Stiefkind Gewerbegebiet
randnotiz 19

Datum
13.04.2018

Gewerbegebiet im Allgäu

'Do muas ma halt amol durch', so der Kabarettist Gerhard Polt lakonisch zu den Gewerbegebieten in seiner 'Wegbeschreibung', die es zu passieren gilt, bis man in 'Fast wie im richtigen Leben' seine Reihenhausanlage im Grünen erreicht - eine treffende Charakterisierung der unzähligen Industrieareale, die sich landesweit in den letzten Jahren zumeist an den Siedlungsrändern am Übergang zur freien Landschaft ausgebreitet haben. Wesentlich beschleunigt wurde diese Entwicklung mit dem neuen Landesentwicklungsprogramm Bayern 2013, das zusammen mit seiner 2018 in Kraft tretenden Überarbeitung eine schrittweise Lockerung des sog. Anbindegebotes erlaubt. Dadurch können Gemeinden nahezu uneingeschränkt selbst entscheiden, wo in freier Landschaft sie ihre Gewerbegebiete platzieren wollen. 

Notwendiges Übel Normalerweise werden diese gebauten Strukturen als notwendiges Übel erachtet und ohne Gestaltungsanspruch und außenräumliche Qualitäten realisiert - Hauptsache, Grundstückspreise und Erstellungskosten sind niedrig und eine gute verkehrliche Anbindung ist gegeben. Resultat sind Konglomerate, die sich in unsere Landschaften fressen und eigentlich als Unorte empfunden werden. Nicht von ungefähr verlassen Beschäftigte Ihre Arbeitsstätten fluchtartig, um z. B. ihre Mittagspausen zu verbringen, die Verödung von Gewerbegebieten nach Feierabend und an Wochenenden spricht Bände.

Fehlende Aufenthaltsqualitäten Warum ist das so? Die Antwort ist einfach: Weil in Gewerbegebieten jegliche Aufenthaltsqualität fehlt. Monofunktionale Strukturen, meist mit einem Übermaß an Verkehrsflächen, kaum Durchgrünung, die Nicht-Existenz gemeinschaftlicher öffentlicher Räume und eine kunterbunte Vielfalt beim Einzelobjekt, von unmäßigen Werbeanlagen und Nebenbaukörpern ganz abgesehen. Man fragt sich als sensibler Zeitgenosse schon, welche Altlasten wir den nachfolgenden Generationen auf der grünen Wiese hinterlassen und ob denn nicht die für unser Wirtschaften notwendigen Flächen auch etwas nachhaltiger und verträglicher gestaltet werden könnten.

◆ **Aufgaben zur Übung**
1. Nennen Sie alle Punkte, die laut dem Text über Gewerbegebiete bei deren Realisierung als „Hauptsache“ gelten.
2. Prüfen Sie, ob die folgenden Aussagen mit dem Text über Gewerbegebiete übereinstimmen: (a) Das Landesentwicklungsprogramm Bayern 2013 hat die Ausbreitung der Industrieareale verlangsamt. (b) Gemeinden können nahezu uneingeschränkt selbst entscheiden, wo sie ihre Gewerbegebiete platzieren. (c) Nach Feierabend und an Wochenenden sind Gewerbegebiete belebt.
3. Schreiben Sie den Text über Gewerbegebiete im Anschluss an seinen letzten Satz weiter.

◆ **Einträge**
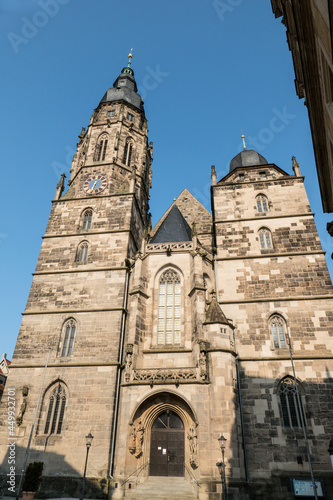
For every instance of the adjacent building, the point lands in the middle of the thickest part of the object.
(309, 25)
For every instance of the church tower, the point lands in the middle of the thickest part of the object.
(75, 315)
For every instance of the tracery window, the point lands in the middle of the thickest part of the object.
(100, 150)
(262, 203)
(265, 239)
(291, 409)
(128, 152)
(82, 252)
(56, 410)
(87, 219)
(169, 309)
(278, 331)
(70, 329)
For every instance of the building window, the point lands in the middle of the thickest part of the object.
(67, 347)
(291, 410)
(82, 252)
(100, 150)
(278, 331)
(128, 152)
(169, 309)
(56, 411)
(87, 218)
(265, 238)
(262, 203)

◆ **Antworten je Aufgabe**
1. niedrige Grundstückspreise, niedrige Erstellungskosten, eine gute verkehrliche Anbindung

2.
(a) Nein: „Wesentlich beschleunigt wurde diese Entwicklung mit dem neuen Landesentwicklungsprogramm Bayern 2013“
(b) Ja: „Dadurch können Gemeinden nahezu uneingeschränkt selbst entscheiden, wo in freier Landschaft sie ihre Gewerbegebiete platzieren wollen.“
(c) Nein: „die Verödung von Gewerbegebieten nach Feierabend und an Wochenenden spricht Bände“

3.
Vorbild Bregenzer Wald Im benachbarten Bregenzer Wald etwa wird genau darauf Wert gelegt - auch sprechen touristische Gründe für eine intakte Kulturlandschaft. Zwei Gedanken spielen hier eine zusätzliche Rolle: Einmal die Überlegung, dem absurden Grundstücks-Preiswettbewerb der Einzelgemeinden durch interkommunale Gewerbegebiete zu begegnen, bei denen die Gewerbesteuereinnahmen nach einem Schlüssel aufgeteilt werden oder zum anderen der schonende Umgang mit Grund und Boden etwa durch eine mehrgeschossige Bauweise.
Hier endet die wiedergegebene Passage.